### Task item A
Answer the following questions using the transcript on data observability, one answer per line:
(i) Which live data chat is this, according to the opening remarks?
(ii) What are the three key pieces in the definition of data observability?
(iii) What three things do businesses do at the highest level?
### Task item B
From the transcript on data observability, extract the part that opens with the words containing "David: There's very" and closes with "what will happen.", copying it word for word.

*** Source text Section Begins ***

Data observability is essential due to the fickleness of data, its heavy nature, and the time it takes to remediate issues.
Usage of data has been underrated, but it is becoming increasingly important to understand which dashboards are in use and to optimize views and tables.

‍

Event Transcript

Introduction [00:00:00]

Kevin: Hi everyone! Welcome to our second live data chat and first of the year. Last time, David and I had a lot of fun. This is really an extension of our one-on-ones, right David? It literally goes from our one-on-one into a webinar.

David: Happy New Year everyone. Yeah, absolutely. This is definitely a reflection of what Kevin and I just talk about anyway.

Kevin: I swear we talk about company stuff too, but usually we talk about data stuff and the recent posts that David has.

But this time around, we're going to turn the tables a little bit. David is going to ask me questions about what exactly is data observability?

The motivation is: this is a question that we ask ourselves a lot. And we'll not leave this call until everyone has an answer to that question. And once you do, we'll end the call. So I'll pass it over to David.

What exactly is meant by the term data observability? [00:00:58]

Summary: Data observability is the degree of visibility you have into the state of your data at any given time, and it's important to understand the state of your data relative to the goal that you wanted to accomplish. Good data observability means you have the visibility to get ahead of data issues beforehand, while bad data observability means the first time you hear about a data issue is when a stakeholder bumps into it.

David: There's very few people out there who can answer this question as well as Kevin. What exactly is meant by the term data observability?

Data observability is the degree of visibility you have into the state of your data at any given time.

I use that definition very intentionally because there are three key pieces there: data, state, and visibility.

Companies collect data, individuals collect data in order to represent the real world, where data is some approximation of what is happening and what has happened, and in some cases what will happen.

However, data is not a full representation of the entire world. It's not even a full representation of the entire world that your business cares about. And it's only an approximation at any given point in time.

Things in the world happen continuously, whereas data sometimes might be batch, sometimes it might be streaming, but even streaming data doesn't collect it down to the quantum time.

It's important then to discuss: what is the state of your data? Because ultimately data is meant to serve a purpose within businesses. Businesses at the highest level: they make money, they don't lose money, and they try and mitigate risk.

There's different use cases you can encourage and support in order to drive those three levers and different technologies that you can put in place and teams to put in place in order to support those use cases, which we can get into another time.

*** Source text Section Ends ***
*** Extracted records Section Begins ***

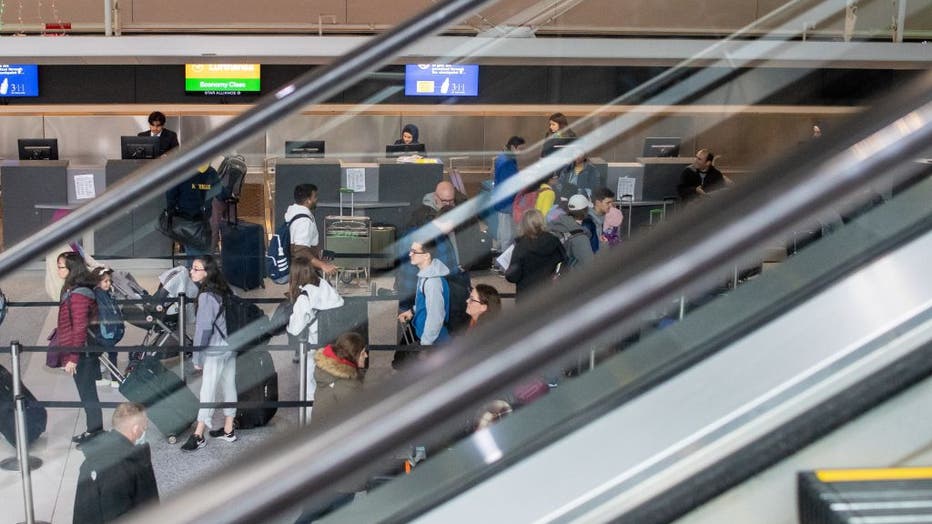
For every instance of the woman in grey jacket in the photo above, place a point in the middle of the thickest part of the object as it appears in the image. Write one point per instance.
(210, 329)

*** Extracted records Section Ends ***
*** Extracted records Section Begins ***

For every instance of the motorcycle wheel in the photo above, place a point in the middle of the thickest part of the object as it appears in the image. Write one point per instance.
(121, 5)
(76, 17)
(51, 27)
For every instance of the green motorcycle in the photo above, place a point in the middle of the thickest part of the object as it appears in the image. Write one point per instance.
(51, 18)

*** Extracted records Section Ends ***

### Response area A
(i) The second live data chat, and the first of the year.
(ii) Data, state, and visibility.
(iii) They make money, they don't lose money, and they try and mitigate risk.

### Response area B
David: There's very few people out there who can answer this question as well as Kevin. What exactly is meant by the term data observability?

Data observability is the degree of visibility you have into the state of your data at any given time.

I use that definition very intentionally because there are three key pieces there: data, state, and visibility.

Companies collect data, individuals collect data in order to represent the real world, where data is some approximation of what is happening and what has happened, and in some cases what will happen.